▶ [THE TASK] Say how many lines in the entries below have the word "observatory" in them, giving only the number.

▶ [INFORMATION]
********************

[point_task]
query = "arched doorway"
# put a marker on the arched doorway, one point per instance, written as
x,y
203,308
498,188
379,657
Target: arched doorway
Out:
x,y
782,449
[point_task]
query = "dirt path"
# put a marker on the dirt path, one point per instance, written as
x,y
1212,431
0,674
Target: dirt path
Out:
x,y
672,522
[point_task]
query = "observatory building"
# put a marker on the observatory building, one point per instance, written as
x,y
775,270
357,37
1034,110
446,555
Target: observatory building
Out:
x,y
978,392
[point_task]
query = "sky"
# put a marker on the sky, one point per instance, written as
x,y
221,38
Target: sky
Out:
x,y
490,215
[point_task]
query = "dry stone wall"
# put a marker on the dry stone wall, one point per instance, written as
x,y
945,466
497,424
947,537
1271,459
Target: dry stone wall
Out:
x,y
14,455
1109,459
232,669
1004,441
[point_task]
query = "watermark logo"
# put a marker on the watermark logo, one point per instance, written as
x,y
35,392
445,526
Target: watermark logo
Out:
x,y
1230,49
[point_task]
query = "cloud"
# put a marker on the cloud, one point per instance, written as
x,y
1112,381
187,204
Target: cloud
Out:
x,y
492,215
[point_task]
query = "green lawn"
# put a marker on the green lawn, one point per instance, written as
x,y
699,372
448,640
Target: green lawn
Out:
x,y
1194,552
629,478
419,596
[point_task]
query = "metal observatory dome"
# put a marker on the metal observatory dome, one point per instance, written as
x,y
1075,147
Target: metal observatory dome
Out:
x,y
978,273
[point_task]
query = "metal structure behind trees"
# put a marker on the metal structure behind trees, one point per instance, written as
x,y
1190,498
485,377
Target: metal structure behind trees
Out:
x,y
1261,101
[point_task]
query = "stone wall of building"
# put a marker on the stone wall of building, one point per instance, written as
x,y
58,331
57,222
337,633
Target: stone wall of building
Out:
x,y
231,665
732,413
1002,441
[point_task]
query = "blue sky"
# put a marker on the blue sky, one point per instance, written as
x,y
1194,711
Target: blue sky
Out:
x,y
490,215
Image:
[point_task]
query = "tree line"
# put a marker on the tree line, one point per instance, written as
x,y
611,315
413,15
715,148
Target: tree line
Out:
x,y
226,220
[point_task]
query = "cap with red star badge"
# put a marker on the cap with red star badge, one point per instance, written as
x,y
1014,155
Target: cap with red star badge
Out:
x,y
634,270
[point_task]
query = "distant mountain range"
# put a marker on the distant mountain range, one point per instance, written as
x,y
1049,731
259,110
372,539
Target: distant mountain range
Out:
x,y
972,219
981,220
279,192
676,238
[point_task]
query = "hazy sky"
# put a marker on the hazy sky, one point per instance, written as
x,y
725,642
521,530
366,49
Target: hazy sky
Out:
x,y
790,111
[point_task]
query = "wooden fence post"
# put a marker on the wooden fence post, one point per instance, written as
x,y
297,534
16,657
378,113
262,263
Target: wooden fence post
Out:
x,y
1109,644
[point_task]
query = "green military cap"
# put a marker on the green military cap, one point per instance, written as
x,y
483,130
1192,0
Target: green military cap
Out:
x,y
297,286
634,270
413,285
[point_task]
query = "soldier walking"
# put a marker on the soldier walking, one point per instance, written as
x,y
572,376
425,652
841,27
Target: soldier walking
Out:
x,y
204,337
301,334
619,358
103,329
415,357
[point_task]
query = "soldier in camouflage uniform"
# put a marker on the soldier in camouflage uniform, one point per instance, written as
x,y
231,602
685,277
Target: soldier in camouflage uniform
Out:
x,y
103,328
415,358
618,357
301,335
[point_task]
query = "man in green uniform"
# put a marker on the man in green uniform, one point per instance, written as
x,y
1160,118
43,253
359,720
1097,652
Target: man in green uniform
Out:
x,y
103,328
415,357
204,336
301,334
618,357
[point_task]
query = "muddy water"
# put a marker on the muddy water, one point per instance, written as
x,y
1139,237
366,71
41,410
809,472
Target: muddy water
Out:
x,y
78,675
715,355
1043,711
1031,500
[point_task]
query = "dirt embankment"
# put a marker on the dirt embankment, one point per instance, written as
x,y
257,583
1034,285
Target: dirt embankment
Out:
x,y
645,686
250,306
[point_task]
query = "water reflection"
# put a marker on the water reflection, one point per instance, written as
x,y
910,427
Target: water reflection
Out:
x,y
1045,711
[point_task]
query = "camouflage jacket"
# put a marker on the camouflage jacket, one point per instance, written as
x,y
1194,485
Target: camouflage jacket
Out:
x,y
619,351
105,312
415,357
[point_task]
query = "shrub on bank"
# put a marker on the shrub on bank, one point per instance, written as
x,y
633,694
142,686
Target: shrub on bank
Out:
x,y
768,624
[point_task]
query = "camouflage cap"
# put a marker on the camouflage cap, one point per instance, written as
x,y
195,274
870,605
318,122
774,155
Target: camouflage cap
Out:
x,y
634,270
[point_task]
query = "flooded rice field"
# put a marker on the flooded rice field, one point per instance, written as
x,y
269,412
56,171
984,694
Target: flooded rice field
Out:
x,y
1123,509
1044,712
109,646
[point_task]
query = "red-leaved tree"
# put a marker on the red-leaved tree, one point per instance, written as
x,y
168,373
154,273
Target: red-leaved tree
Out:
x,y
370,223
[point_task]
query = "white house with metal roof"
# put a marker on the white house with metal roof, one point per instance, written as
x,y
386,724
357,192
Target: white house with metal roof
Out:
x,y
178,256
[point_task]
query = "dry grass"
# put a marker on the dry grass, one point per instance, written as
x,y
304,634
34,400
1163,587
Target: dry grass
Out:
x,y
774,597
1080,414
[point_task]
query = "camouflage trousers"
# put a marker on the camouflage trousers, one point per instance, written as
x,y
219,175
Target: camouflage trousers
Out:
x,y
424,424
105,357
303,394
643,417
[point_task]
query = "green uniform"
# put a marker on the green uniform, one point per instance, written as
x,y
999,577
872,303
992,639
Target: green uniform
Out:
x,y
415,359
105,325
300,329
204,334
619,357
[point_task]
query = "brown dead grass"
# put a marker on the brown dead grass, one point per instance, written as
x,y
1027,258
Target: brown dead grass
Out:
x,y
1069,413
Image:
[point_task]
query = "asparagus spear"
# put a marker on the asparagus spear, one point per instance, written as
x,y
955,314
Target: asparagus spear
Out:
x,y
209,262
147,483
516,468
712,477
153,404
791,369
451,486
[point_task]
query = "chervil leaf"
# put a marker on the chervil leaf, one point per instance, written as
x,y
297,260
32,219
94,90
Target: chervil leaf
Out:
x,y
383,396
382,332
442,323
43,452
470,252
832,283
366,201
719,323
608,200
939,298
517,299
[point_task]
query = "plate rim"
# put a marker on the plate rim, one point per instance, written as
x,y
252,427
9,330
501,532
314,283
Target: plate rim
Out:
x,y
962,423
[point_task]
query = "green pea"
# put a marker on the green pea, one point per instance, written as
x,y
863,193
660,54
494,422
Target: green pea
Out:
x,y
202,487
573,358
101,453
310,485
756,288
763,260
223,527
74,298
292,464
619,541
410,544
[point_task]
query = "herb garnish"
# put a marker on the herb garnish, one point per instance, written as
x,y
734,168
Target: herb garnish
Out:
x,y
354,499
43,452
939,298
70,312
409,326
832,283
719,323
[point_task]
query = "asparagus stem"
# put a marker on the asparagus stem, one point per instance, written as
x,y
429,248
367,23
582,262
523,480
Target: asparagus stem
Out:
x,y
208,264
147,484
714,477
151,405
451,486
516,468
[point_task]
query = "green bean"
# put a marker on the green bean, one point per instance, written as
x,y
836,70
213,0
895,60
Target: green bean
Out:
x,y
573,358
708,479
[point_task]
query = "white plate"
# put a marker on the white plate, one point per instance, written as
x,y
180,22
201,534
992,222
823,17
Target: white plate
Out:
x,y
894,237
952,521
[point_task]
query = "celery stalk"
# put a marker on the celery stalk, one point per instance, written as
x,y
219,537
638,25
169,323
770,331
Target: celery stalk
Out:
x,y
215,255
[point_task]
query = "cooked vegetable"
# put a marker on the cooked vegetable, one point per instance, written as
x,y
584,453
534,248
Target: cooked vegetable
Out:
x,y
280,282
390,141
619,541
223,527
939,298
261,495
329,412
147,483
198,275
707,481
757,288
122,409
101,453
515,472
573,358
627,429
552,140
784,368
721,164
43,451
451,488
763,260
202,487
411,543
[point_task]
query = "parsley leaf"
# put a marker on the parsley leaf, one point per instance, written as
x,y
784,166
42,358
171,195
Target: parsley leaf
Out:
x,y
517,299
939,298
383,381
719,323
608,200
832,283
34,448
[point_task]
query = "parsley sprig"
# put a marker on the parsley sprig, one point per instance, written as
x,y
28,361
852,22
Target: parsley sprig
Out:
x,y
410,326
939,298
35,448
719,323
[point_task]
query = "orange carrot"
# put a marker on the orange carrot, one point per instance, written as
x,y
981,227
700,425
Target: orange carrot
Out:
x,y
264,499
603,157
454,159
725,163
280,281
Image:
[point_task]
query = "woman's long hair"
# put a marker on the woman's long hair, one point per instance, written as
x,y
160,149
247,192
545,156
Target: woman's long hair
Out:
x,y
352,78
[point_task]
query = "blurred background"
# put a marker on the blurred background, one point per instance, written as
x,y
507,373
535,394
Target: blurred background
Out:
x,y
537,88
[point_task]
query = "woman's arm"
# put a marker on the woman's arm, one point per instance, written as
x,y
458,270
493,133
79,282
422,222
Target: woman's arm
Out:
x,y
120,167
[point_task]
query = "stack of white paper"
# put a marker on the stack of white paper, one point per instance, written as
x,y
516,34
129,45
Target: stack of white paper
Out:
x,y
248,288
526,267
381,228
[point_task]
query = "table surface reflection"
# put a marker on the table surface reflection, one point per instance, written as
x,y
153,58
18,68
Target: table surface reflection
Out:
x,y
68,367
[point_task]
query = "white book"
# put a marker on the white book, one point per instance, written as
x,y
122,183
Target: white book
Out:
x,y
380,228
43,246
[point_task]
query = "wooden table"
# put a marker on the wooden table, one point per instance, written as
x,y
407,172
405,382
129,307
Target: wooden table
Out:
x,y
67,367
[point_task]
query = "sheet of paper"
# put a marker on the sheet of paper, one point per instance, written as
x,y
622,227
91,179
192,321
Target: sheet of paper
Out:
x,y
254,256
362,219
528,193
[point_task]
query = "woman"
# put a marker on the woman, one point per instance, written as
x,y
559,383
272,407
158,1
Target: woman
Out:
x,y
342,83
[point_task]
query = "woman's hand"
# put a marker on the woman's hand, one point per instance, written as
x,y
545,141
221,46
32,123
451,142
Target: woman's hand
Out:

********************

▶ [SOLUTION TO THIS PROBLEM] 6